---- Recorded data

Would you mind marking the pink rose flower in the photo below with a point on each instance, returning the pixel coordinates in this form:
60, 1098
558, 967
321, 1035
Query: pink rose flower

--------

Instructions to follow
Could you edit the lines above so that every "pink rose flower" becomes "red rose flower", keeping everything else the same?

Full solution
Would you mind marking the red rose flower in the photo below with a point on each instance, returning the pixel coordinates in this form:
60, 1098
558, 967
321, 1035
Query: red rose flower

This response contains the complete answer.